**SOURCE DOCUMENT**
# # # # # # #
The research findings, published Aug. 29 in the science journal Molecular Cell, add important knowledge to the understanding of epigenetic signals. These chemical signals affect the modulation of gene expression - activation or repression - throughout the genome.
Studies at UNC and elsewhere have shown that epigenetic phenomena underpin the shutting down of one copy of the X chromosome occurring in female mammals, and parental "imprinting" - in which a gene's activity depends on whether it's inherited from the mother or father. During development, the expression of whole sets of genes must be repressed, or silenced, after their proteins set the body pattern.
One such epigenetic event is histone methylation, the addition of one or more methyl groups to lysine, one of the amino acids that make up the "tail" domain of histone proteins. Within the cell nucleus, spiraling strands of DNA are wrapped tightly around four core histone proteins and then fold to form a densely packed structure called chromatin. This complex of nucleic acids and proteins packages DNA into higher order structures, ultimately forming a chromosome.
The chemical modification of histone tails can alter chromatin structure, loosening or tightening it, which in turn influences the expression of adjacent genes. In the journal article, a study team led by Dr. Yi Zhang, assistant professor of biochemistry and biophysics in UNC's School of Medicine and a member of UNC's Lineberger Comprehensive Cancer Center, reported having identified for the first time a protein that directly regulates lysine methylation on the core histone protein, H3, in a way that represses gene activity.
"We have found the first molecule, the first gene product, that can regulate methylation," Zhang said.
In earlier research, Zhang identified a catalytic subunit associated with lysine methylation. This is the murine (mouse) enzyme ESET and its human homologue SETDB1. However, subsequent studies showed that such methylation might not be enough by itself to trigger gene silencing.
The newly discovered murine regulatory protein is called "mAM." Its human equivalent, or homologue, is "hAM." Stimulated by this protein, the state of methylation of lysine-9 on H3 that's produced by the enzymatic subunit is made more complex - moving from dimethylation, the addition of two methyl groups, to trimethylation, the addition of three. In this new state, lysine-9 methylation becomes the signal for gene repression.
While the catalytic subunit alone can methylate a particular lysine residue on H3, in this case lysine-9, gene silencing occurs only when the lysine is methylated to the trimethyl state, Zhang said.
"The catalytic subunit by itself can have enzymatic activity, but not enough potency to repress gene expression," Zhang said. "Now we have demonstrated both in vitro and in vivo that gene repression is dependent on trimethylation." Zhang and his team are studying the biological significance of their discovery. "We have some indications that it's important for apoptosis, programmed cell death. We're also studying chromatin epigenetics with a view toward determining if they play a role in the ability of stem cells to commit to a specific lineage."
Along with Zhang, UNC co-authors of the report include Drs. Hengbin Wang and Li Xia and doctoral student Ru Cao. Other co-authors are Woojin An and Robert G. Roeder of Rockefeller University; Hediye Erdjument-Bromage and Paul Tempst of Memorial Sloan-Kettering Cancer Center in New York; and Bruno Chatton of CNRS-INSERM, in Strasbourg, France.
The research was supported by a grant from the National Institute of General Medicine, a component of the National Institutes of Health.
# # # # # # #
**DATASET RECORDS**
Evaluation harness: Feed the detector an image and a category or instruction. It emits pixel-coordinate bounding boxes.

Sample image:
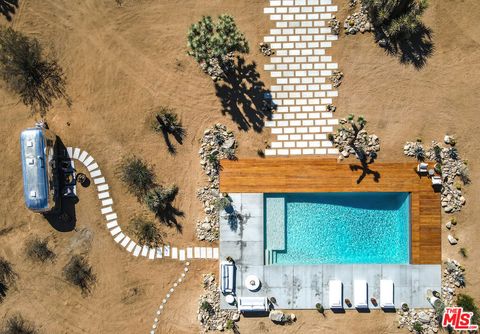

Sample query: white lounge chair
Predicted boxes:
[353,280,368,308]
[328,280,343,309]
[380,279,395,309]
[220,262,235,294]
[417,162,428,174]
[238,297,269,312]
[432,176,442,186]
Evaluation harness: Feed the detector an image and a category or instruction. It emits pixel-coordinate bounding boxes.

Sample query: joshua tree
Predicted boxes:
[413,321,423,334]
[0,257,17,303]
[328,114,380,183]
[362,0,428,40]
[150,106,185,153]
[130,217,163,247]
[0,314,38,334]
[63,255,96,294]
[315,303,325,315]
[144,185,183,226]
[26,238,55,262]
[187,14,249,78]
[152,106,185,138]
[413,143,425,161]
[118,156,155,198]
[457,293,480,324]
[0,28,71,117]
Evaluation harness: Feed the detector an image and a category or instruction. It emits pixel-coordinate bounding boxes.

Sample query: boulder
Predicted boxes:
[418,311,430,324]
[447,234,458,245]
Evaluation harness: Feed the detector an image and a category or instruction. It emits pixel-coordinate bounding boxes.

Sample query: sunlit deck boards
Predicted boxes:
[220,158,442,264]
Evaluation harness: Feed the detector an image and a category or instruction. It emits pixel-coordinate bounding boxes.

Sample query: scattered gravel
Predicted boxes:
[197,274,240,333]
[196,124,237,241]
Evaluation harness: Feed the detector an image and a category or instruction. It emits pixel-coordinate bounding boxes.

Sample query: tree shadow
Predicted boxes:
[350,159,380,184]
[377,24,435,70]
[215,57,276,132]
[157,203,185,233]
[0,0,18,21]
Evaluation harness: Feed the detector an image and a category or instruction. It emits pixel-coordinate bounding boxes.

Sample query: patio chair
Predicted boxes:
[380,279,395,309]
[417,162,428,174]
[432,176,442,186]
[220,262,235,294]
[353,280,368,309]
[328,280,343,310]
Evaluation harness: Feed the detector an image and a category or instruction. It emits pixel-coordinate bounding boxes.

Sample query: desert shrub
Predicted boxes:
[144,185,179,223]
[214,196,231,211]
[0,314,38,334]
[413,321,423,333]
[130,217,163,247]
[118,156,155,198]
[187,14,249,76]
[362,0,428,40]
[200,300,213,314]
[63,255,96,294]
[0,28,70,116]
[457,293,480,324]
[26,238,55,262]
[150,106,185,138]
[315,303,325,314]
[0,257,17,302]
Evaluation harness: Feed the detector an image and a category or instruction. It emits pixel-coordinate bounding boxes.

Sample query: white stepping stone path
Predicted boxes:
[150,262,190,334]
[67,147,218,262]
[264,0,338,156]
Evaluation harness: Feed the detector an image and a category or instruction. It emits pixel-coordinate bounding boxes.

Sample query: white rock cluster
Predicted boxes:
[398,309,439,334]
[328,15,340,35]
[197,274,240,333]
[330,70,343,88]
[196,124,237,241]
[343,6,375,35]
[333,119,380,160]
[403,136,468,213]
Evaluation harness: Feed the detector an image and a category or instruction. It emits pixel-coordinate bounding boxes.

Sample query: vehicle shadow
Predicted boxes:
[215,56,276,132]
[43,137,79,232]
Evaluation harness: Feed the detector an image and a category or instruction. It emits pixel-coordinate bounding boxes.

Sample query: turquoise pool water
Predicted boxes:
# # # # # # #
**EXERCISE TASKS**
a) In the article on histone methylation, which journal published the research findings?
b) From the article on histone methylation, reproduce the passage that begins at the words "While the catalytic" and stops after "state, Zhang said.".

**TASK-BY-TASK SOLUTIONS**
a) Molecular Cell

b)
While the catalytic subunit alone can methylate a particular lysine residue on H3, in this case lysine-9, gene silencing occurs only when the lysine is methylated to the trimethyl state, Zhang said.